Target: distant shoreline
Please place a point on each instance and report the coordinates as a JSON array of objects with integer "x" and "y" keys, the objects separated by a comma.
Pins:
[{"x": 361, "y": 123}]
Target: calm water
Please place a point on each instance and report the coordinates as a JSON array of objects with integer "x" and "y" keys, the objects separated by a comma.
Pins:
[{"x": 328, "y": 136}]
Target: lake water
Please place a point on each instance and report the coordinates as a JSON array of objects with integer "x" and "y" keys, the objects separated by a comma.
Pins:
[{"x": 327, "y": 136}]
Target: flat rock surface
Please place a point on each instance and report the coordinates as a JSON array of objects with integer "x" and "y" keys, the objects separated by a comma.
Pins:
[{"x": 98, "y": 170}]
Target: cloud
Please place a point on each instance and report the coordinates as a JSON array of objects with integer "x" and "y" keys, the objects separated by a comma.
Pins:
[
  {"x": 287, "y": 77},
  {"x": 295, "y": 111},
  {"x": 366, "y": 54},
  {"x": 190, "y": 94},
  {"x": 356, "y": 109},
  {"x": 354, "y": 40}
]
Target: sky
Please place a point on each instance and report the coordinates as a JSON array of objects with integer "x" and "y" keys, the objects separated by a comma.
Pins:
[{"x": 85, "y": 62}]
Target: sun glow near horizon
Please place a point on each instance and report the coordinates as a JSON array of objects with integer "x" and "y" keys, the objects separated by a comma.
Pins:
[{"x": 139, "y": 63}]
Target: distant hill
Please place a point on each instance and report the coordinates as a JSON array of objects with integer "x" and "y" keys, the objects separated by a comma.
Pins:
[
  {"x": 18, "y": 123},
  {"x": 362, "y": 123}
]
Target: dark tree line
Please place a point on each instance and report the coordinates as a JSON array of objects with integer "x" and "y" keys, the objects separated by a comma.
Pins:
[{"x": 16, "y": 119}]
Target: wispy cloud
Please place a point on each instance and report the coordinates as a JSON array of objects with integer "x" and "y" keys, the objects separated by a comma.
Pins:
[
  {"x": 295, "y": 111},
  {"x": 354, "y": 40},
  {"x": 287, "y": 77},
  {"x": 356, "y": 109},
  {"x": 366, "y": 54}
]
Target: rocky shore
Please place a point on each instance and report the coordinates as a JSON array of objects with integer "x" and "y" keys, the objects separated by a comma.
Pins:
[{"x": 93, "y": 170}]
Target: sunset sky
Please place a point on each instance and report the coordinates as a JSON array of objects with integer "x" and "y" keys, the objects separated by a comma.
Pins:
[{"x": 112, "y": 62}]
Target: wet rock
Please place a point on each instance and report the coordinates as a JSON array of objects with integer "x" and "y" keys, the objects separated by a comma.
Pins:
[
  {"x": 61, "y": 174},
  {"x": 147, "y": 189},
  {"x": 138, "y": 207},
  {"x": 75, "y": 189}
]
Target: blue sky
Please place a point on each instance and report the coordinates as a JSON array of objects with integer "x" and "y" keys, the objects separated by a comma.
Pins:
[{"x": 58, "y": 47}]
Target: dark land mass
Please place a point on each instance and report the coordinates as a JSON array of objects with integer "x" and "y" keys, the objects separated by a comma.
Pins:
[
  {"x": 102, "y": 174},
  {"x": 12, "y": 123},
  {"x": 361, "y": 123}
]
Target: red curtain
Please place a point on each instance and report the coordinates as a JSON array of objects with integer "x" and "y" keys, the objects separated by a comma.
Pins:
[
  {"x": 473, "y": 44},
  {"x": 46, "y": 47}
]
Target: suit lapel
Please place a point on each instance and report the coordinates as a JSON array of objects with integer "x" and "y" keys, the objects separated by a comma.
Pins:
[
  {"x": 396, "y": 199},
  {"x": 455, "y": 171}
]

----------

→ Problem requirements:
Please show each line in the records above that contains "distant".

→ Result of this task:
Target: distant shoreline
Target: distant hill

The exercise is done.